### Directions
Each record is to be written out exactly as it appears.

___

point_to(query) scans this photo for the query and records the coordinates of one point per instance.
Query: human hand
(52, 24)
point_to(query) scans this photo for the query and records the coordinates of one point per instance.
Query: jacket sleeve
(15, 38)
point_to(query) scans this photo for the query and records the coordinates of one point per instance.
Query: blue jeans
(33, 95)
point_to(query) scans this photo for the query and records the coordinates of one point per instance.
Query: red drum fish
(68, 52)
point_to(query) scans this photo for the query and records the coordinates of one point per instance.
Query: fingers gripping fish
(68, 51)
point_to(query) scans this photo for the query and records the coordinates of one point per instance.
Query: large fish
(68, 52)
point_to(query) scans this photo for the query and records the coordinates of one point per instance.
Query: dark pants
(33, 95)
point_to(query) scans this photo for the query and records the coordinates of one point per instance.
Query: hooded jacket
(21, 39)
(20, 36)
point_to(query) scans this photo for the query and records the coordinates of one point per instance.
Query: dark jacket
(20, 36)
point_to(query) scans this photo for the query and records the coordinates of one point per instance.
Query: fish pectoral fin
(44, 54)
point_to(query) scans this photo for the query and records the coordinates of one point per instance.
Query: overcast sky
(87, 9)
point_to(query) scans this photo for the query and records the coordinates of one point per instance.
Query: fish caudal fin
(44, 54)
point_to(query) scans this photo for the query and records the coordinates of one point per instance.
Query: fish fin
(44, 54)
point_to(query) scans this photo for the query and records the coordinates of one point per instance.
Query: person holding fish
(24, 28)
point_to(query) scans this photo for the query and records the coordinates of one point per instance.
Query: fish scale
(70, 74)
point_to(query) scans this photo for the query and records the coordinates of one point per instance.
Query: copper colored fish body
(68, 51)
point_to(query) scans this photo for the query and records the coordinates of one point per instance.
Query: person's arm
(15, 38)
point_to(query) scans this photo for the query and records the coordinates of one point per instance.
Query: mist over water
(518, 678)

___

### Expected answer
point_to(query) scans this photo for the query and records the coordinates of one point per instance.
Query: human hand
(52, 24)
point_to(query) scans this photo for the query and records the coordinates of one point per instance.
Query: jacket sleeve
(15, 38)
point_to(query) scans this photo for the query and records the coordinates of one point per instance.
Query: blue jeans
(33, 95)
point_to(query) scans this photo for the query and records the coordinates of one point per instance.
Query: red drum fish
(68, 52)
point_to(query) scans this photo for the query and records the coordinates of one point per instance.
Query: fingers gripping fish
(68, 51)
point_to(query) scans this photo for the query and records the coordinates of one point per instance.
Query: large fish
(68, 52)
point_to(query) scans this photo for the query and records the coordinates of one point per instance.
Query: dark pants
(33, 95)
point_to(query) scans this photo for the query and records the coordinates of one point per instance.
Query: hooded jacket
(21, 39)
(20, 36)
point_to(query) scans this photo for the query and records the coordinates of one point per instance.
Query: dark jacket
(20, 36)
point_to(query) scans this photo for the query and records the coordinates of one point per instance.
Query: fish pectoral fin
(44, 54)
point_to(query) scans this photo for the query and records the coordinates of one point per instance.
Query: overcast sky
(87, 9)
point_to(query) scans this photo for the query and records the coordinates of one point per instance.
Query: fish caudal fin
(44, 54)
point_to(query) scans this photo for the query and records the coordinates of one point per instance.
Query: fish fin
(44, 54)
point_to(query) scans this photo for the query and records the coordinates of one point per instance.
Query: person holding fish
(24, 28)
point_to(query) scans this photo for the query and records the coordinates of one point per instance.
Query: fish scale
(70, 74)
point_to(query) scans this photo for the query and records the coordinates of one point per instance.
Query: copper colored fish body
(68, 51)
point_to(query) scans this photo for the query and records the coordinates of one point per instance.
Query: person's arm
(15, 38)
point_to(query) scans this photo for the query and records the coordinates of one point per instance.
Query: mist over water
(518, 678)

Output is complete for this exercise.